▶ REQUIRED TASK 1: Write the lines of the records below as a JSON list of strings, with one string per line and no blank lines.

▶ EXTRACTED TEXT:
================================

Construction of the physical structures of the project began in the early
1950s and continues to be modified to date. Three water conservation areas
(WCA) were surrounded by levees (Figure 2). Water conservation area 1, was
also given designation as the Loxahatchee National Wildlife Refuge in 1951. (In
1984, the area was renamed the Arthur R. Marshall National Wildlife Refuge in
honor of an eminent ecologist). Water Conservation Areas 2 and 3 were divided
into subunits A and B, primarily to decrease infiltration losses in the southeastern
portions of these areas. By 1962, the conservation areas were closed in and

17
functionally intact. Canal construction to date has resulted in approximately
1400 miles of canals.
Operational criteria for water management in the southern Everglades
revolves around the stated regulation schedules for the water conservation areas.
The schedules are target stages which vary over the year, which tend to revolve
around two objectives: 1) minimizing flood risk during the hurricane season
(June-October) and 2) maximizing storage during the dry season (November-
May). When levels are below regulation schedule, water outflow is minimized to
allow stages to increase to the regulation level. When the schedule is exceeded,
water is released to lower levels. Modifications to these schedules have been
made during recent years. The schedule for WCA 3A has been modified to allow
zones around a certain stage value, within these zones water input and outflow
are moderated so that rapid movement of water is negated. The regulation
schedule of WCA 2 has been modified to allow periodic drydown (Worth 1987).
Currently, the schedule for the Marshall NWR (WCA1), is being evaluated for
changes that would improve wildlife habitat.

================================

▶ TASK DATA:
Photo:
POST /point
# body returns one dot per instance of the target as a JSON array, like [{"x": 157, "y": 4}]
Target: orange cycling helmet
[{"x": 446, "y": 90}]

================================

▶ REQUIRED TASK 2: Extend the passage above on water management in the Everglades conservation areas, starting after its final sentence.

▶ FINAL ANSWER 1:
[
  "Photo:",
  "POST /point",
  "# body returns one dot per instance of the target as a JSON array, like [{\"x\": 157, \"y\": 4}]",
  "Target: orange cycling helmet",
  "[{\"x\": 446, \"y\": 90}]"
]

▶ FINAL ANSWER 2:
The water conservation areas are not only spatially central, but
functionally central to water management in the Everglades. These areas are
designed to be used for many purposes, primarily flood control and water
supply. These areas act as surge tanks in receiving water during flood periods.
Runoff from agricultural areas to the north is placed in these areas. Water in the
WCA's is also kept from flowing into areas to the east, in order to lessen flood
impacts. During dry periods, water is also stored in order to meet demands
along the coast and to the south, especially Everglades Park.

18
Water Deliveries to Everglades National Park
Estimates of pre-drainage water flow into the area now in Everglades park
are tenuous due to at least two reasons. No measurements of flow were made
prior to 1940 and by 1940 many upstream canals were in place and may have
siphoned upstream waters to the coast. The Miami Canal was cut through the
ridge as of 1917 (Blake 1980) thereby removing water from the area immediately
north and east of the park. Historic (pre-drainage) average annual flows to the
area of the park were calculated to be 2 to 2.5 million acre feet. (Parker 1984). The
U.S. Army Corps of Engineers (1968) calculated a smaller mean value,
approximately 1.25 million acre feet. These flows were estimated to be the
amount of overland flow into the southern Everglades. Smith et al. (1989) using
a correlation between freshwater flow and the annual band width of a coral in
Florida Bay, estimated that during the period 1881-1939 annual flow averaged
1.15 million acre feet (1.4 billion cubic meters), whereas flow during 1940-1986
was estimated to be 0.47 million acre feet (0.5 billion cubic meters). Dynamic
flow models (Walters et al. 1992) driven bv actual rainfall during the period 1960-
1987, predict flow to have varied between 0.5 and 2.5 million acre feet (0.62 and
3.1 billion cubic meters ), depending upon rainfall.
Overland flow has entered the area now in northern Everglades Park
(primarily Shark Slough) through man-made structures since about 1928 when a
series of round and square culverts were placed beneath the roadbed of Tamiami
Trail (US Highway 41). Most of these culverts are still in place and deliver water
to northeast Shark River slough. As part of the plan to enclose southern WCA
3A, a levee (named L-29) was constructed on the border between WCA 3A and
ENP. This effectively altered the distribution of flow through the western half of
the historic Shark Slough. Four sets of gates (designated S12A through S12D)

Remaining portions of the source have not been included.